EXERCISE INSTRUCTIONS ::
**a)** Please repeat the text on singlewomen word for word, between "The actual demographics" and "might not be.", inclusive.
**b)** Summarize the text on singlewomen in two sentences.

EXERCISE TEXT ::
========

Male-centric views of sexuality frame singlewomen either as lonely and frustrated (spinsters) or as dangerously promiscuous (whores), but this dichotomy ignores the possibility of the sexual desires of singlewomen being satisfied by other women. There is an idealized image of pre-modern lesbian that finds its epitome in the Ladies of Llangollen type from the late 18th century.

The actual demographics are hard to reconstruct (see previous entry), in part because attitudes towards singlewomen affected how records were compiled. The belief that women should be "under men" led to ignoring those that weren't. Tax records didn't list wage-earners so entire classes of single employed women might be absent. Marital status is not always retrievable from how names were recorded. A woman recorded as “X wife of Y” is clearly married, but “X the Occupation” might or might not be.

The article looks at Venice in the 16-17th centuries. Social commentaries framed singlewomen who were not under male control as “dangerous”. Charity aimed at this sector focused on dowries and making young women more mariagable. This paper proposes that worsening circumstances for singlewomen in the16th century resulted in expanded and new opportunities, especially female communities. There is discussion of the usual problems with documentation. In the 16th c. the best source is church 'censuses’ of baptismal status.

========

EXTRACTED ENTRIES ::
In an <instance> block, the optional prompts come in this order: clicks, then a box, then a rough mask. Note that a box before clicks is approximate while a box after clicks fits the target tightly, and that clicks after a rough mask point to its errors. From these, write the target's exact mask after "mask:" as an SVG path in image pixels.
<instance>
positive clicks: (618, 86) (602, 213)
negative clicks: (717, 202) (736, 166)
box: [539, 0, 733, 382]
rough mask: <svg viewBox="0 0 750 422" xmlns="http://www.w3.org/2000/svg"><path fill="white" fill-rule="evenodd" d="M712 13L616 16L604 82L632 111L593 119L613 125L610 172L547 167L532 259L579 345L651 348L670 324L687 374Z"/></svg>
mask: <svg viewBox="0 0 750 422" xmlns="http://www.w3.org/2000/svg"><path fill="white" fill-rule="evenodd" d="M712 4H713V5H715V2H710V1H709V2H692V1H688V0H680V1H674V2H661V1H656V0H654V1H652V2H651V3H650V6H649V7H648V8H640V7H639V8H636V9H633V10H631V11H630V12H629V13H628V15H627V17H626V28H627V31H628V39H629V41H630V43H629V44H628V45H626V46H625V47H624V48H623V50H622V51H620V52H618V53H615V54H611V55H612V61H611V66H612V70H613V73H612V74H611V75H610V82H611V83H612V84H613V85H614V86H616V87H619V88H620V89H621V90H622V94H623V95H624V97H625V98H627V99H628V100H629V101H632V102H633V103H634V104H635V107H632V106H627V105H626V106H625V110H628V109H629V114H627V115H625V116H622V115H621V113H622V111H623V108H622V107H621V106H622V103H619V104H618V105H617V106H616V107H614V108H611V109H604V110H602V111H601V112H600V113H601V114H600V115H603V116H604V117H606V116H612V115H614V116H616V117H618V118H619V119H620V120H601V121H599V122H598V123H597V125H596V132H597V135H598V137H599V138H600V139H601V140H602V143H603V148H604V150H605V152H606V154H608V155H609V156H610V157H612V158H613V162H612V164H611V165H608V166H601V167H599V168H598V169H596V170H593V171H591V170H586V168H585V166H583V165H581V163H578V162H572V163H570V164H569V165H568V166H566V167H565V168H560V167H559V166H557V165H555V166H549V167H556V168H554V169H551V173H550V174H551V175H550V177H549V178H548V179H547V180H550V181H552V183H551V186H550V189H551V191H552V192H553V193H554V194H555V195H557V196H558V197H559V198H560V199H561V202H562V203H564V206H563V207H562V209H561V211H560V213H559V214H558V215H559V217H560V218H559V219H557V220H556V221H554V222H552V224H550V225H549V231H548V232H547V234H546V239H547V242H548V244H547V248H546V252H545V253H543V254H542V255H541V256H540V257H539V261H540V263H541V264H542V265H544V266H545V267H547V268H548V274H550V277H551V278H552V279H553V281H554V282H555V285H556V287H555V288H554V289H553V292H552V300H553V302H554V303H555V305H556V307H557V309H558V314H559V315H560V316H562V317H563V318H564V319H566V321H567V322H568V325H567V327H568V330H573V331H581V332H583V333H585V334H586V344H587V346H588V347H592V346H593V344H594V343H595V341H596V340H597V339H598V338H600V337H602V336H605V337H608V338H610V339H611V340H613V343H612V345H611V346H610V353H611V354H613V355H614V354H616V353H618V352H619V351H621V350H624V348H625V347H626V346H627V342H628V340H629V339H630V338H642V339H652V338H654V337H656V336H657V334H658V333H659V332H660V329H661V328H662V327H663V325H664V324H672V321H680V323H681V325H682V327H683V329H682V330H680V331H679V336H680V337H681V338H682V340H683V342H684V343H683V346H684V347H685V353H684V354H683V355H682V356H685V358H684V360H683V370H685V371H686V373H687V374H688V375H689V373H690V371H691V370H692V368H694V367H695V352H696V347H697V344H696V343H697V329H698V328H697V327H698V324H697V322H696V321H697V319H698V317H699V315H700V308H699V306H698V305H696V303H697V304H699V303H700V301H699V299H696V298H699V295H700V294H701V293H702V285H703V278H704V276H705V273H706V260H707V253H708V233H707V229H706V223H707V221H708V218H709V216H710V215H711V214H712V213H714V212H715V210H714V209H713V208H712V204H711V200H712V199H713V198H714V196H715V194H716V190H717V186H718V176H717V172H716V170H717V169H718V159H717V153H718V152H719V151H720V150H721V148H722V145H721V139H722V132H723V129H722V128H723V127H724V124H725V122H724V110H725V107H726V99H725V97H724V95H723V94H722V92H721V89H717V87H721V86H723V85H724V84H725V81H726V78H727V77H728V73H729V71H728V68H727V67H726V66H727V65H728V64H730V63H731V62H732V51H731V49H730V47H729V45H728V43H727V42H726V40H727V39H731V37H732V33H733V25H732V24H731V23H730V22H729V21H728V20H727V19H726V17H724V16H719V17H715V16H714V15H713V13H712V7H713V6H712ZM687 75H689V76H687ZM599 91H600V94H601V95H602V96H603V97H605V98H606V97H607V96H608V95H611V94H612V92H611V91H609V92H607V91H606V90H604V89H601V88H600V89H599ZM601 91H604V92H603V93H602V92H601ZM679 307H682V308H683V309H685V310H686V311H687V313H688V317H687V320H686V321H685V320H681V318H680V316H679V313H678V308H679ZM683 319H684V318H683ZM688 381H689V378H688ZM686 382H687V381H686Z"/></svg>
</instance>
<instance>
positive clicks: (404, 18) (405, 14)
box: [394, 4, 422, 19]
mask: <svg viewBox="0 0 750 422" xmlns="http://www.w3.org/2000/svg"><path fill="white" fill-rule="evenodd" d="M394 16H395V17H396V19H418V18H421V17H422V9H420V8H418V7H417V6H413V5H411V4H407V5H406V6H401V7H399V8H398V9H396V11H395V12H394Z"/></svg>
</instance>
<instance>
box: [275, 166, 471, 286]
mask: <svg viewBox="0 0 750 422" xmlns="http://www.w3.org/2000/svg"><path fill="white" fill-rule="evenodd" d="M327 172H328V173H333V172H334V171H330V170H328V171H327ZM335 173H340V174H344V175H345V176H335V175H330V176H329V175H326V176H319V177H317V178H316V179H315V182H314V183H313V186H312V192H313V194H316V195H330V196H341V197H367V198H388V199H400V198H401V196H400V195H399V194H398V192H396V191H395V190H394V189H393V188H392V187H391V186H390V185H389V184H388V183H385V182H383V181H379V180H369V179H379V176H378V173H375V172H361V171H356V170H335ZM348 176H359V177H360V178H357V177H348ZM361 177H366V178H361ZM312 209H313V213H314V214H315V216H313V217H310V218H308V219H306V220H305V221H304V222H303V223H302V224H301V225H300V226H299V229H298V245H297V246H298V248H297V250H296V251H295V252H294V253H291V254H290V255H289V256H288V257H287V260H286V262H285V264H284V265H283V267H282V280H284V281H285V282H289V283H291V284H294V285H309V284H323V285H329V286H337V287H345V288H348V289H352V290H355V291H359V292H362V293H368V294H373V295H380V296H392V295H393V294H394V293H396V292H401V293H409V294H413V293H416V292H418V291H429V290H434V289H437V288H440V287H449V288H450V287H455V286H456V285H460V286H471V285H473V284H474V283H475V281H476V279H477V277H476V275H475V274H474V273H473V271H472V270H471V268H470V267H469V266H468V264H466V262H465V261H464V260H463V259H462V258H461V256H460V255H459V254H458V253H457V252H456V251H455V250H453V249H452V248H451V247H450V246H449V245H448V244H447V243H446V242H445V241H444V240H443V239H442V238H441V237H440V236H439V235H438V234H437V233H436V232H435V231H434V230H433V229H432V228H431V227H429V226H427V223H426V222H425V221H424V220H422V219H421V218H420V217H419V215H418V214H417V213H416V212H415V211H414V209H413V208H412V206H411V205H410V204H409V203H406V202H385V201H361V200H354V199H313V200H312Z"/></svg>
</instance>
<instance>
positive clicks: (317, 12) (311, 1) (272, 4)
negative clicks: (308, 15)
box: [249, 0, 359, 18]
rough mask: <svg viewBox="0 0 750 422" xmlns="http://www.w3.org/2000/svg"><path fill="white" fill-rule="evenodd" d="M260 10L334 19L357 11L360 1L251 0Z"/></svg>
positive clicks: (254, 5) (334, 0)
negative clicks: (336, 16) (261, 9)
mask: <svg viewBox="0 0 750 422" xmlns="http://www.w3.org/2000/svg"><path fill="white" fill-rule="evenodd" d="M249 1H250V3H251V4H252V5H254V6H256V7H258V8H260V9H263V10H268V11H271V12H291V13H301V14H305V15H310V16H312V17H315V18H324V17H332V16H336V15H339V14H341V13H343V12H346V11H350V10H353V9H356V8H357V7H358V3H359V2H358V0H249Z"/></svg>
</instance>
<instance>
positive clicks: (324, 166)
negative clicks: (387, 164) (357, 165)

========

SOLUTIONS PER TASK ::
**a)**
The actual demographics are hard to reconstruct (see previous entry), in part because attitudes towards singlewomen affected how records were compiled. The belief that women should be "under men" led to ignoring those that weren't. Tax records didn't list wage-earners so entire classes of single employed women might be absent. Marital status is not always retrievable from how names were recorded. A woman recorded as “X wife of Y” is clearly married, but “X the Occupation” might or might not be.

**b)** Male-centric views cast singlewomen as either lonely spinsters or promiscuous whores, ignoring that their sexual desires might be satisfied by other women, and their demographics are hard to reconstruct partly because attitudes toward them affected how records were compiled. An article on Venice in the 16th and 17th centuries notes that singlewomen not under male control were framed as dangerous, and it proposes that their worsening circumstances in the 16th century resulted in expanded and new opportunities, especially female communities.